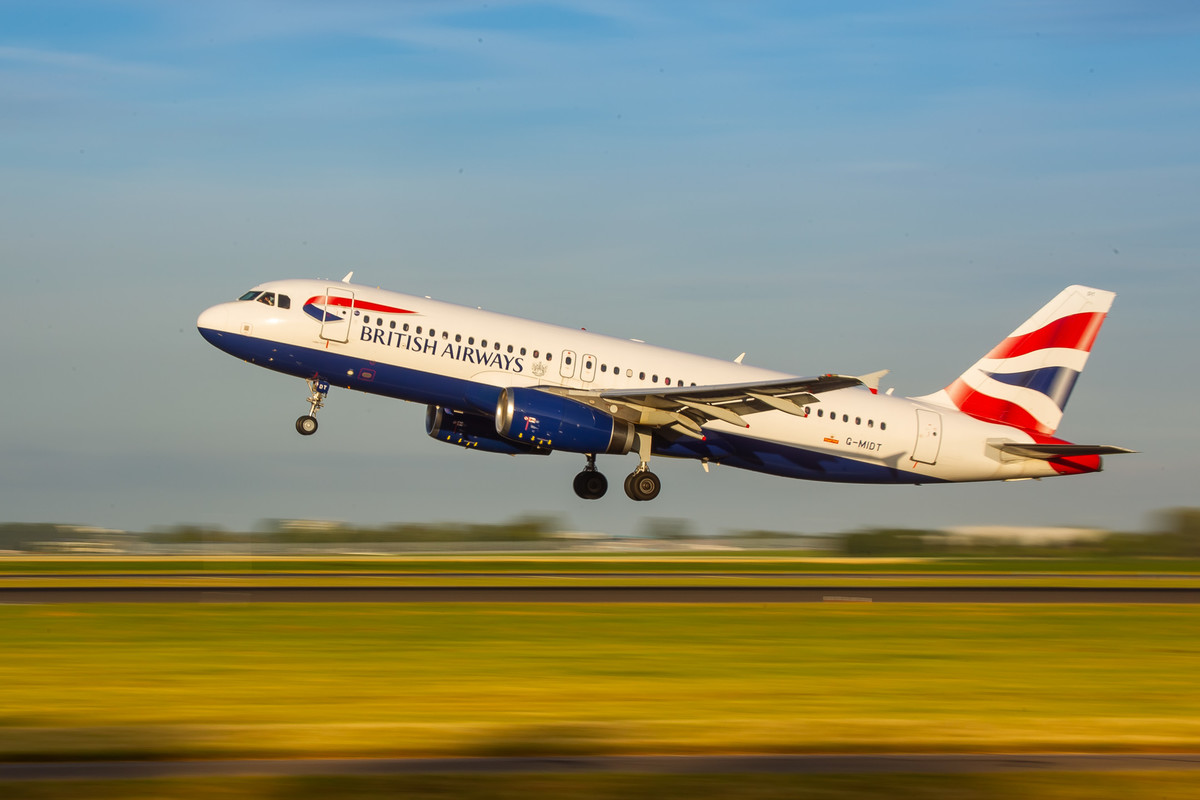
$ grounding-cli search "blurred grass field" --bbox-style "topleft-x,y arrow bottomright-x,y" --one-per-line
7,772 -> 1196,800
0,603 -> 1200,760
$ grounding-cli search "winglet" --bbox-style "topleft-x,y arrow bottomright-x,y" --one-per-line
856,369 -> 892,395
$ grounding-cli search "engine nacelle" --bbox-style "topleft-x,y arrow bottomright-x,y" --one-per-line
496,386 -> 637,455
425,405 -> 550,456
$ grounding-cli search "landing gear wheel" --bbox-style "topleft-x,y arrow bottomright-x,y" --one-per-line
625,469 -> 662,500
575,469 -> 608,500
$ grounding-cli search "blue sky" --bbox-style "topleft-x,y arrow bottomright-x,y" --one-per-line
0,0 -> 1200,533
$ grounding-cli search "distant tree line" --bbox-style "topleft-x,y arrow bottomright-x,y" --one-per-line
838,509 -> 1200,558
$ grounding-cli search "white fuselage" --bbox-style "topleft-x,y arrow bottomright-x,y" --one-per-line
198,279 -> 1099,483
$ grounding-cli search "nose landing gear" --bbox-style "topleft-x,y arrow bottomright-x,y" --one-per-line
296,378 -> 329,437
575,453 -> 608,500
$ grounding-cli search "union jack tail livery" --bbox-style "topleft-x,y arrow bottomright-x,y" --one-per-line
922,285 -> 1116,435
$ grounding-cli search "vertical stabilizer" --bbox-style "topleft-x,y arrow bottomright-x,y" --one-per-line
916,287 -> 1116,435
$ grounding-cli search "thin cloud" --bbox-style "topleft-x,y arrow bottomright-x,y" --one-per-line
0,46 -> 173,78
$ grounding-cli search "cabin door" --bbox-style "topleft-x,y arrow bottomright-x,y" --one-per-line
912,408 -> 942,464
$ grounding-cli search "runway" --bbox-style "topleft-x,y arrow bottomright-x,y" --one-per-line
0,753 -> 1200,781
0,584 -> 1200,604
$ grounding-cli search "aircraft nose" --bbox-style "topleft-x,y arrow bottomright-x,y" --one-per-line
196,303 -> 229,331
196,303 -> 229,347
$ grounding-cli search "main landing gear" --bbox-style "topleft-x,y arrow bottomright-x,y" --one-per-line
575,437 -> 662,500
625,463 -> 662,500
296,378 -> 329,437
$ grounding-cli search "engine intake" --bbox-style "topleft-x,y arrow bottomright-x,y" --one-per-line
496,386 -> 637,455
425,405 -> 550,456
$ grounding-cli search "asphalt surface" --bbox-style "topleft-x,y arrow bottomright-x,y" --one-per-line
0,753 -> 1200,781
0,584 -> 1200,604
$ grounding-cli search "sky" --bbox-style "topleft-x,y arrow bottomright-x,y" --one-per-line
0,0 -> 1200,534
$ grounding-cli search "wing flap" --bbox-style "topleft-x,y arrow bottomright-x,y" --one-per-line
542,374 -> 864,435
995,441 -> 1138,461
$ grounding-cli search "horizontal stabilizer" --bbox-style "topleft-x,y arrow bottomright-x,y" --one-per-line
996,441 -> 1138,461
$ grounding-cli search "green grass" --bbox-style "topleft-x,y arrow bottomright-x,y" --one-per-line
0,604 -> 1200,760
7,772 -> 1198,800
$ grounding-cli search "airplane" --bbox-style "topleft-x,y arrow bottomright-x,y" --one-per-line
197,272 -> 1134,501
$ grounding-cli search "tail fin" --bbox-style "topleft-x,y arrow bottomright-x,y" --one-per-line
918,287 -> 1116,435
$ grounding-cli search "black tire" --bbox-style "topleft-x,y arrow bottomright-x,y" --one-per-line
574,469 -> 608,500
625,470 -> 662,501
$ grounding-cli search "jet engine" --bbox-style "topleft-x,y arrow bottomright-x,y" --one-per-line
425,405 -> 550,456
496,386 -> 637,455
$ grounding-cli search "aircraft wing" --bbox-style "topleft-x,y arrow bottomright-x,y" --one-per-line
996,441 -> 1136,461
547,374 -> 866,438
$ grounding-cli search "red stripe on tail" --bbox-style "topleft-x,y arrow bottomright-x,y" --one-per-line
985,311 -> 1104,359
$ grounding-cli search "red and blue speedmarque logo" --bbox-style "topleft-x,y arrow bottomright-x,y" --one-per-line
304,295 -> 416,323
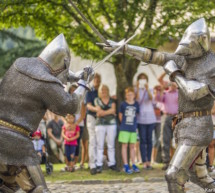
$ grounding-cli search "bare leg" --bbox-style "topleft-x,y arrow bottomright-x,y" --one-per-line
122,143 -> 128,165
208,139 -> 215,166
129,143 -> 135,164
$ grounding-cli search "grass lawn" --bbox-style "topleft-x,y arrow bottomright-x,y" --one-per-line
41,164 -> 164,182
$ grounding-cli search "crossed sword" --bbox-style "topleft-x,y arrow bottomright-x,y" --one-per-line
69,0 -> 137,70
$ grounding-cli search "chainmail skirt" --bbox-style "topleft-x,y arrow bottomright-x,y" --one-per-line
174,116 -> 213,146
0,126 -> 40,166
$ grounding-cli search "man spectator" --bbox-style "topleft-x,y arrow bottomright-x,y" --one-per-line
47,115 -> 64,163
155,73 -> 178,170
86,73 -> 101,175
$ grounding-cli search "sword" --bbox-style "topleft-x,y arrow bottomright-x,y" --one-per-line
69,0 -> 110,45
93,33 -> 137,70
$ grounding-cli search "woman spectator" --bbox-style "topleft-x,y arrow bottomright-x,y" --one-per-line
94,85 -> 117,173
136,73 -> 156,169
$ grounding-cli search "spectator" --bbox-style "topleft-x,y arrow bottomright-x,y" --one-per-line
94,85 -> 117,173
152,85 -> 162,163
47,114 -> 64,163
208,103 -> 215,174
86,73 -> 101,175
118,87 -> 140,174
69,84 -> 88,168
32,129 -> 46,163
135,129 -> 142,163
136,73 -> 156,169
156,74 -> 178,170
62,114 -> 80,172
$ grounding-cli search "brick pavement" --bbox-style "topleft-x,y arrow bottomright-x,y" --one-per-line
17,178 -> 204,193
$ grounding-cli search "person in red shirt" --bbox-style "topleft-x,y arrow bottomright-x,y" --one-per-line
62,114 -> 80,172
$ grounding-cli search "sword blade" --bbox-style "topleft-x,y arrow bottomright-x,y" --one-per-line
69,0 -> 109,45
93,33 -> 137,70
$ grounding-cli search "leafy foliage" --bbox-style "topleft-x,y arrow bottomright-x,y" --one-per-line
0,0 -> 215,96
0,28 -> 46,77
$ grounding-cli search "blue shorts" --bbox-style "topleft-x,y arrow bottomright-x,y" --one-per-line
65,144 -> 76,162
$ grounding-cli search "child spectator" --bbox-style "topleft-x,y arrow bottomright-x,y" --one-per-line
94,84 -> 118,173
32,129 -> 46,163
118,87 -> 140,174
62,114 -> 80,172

◆ Required work: Gather every line of the entries above that contains the string "nose", where uppercase and lowercase count as different.

◆ Solution to this task:
$ grounding-cli search "nose landing gear" --bbox-style "topleft-x,y arrow bottomright-x,y" --one-per-line
$ grounding-cli search "aircraft nose" --bbox-style "topleft-x,y arrow bottomright-x,y" --one-per-line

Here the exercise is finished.